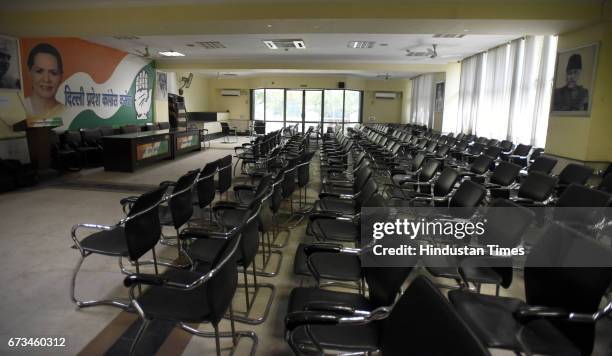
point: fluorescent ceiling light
(172, 54)
(270, 44)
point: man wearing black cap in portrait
(572, 97)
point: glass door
(313, 108)
(294, 109)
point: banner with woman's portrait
(85, 84)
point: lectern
(37, 133)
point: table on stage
(128, 152)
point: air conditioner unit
(230, 92)
(385, 95)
......
▶ **Stated problem**: Update all the items above by replacing "portrait" with "photo" and keeping every other word the same. Leave the pictures out of your answer.

▶ **Answer**:
point: fluorescent ceiling light
(172, 54)
(270, 44)
point: man wearing black cap in photo
(572, 97)
point: glass door
(313, 108)
(294, 109)
point: banner with woman's photo
(85, 84)
point: lectern
(37, 133)
point: table on stage
(128, 152)
point: air conditioner unit
(230, 92)
(385, 95)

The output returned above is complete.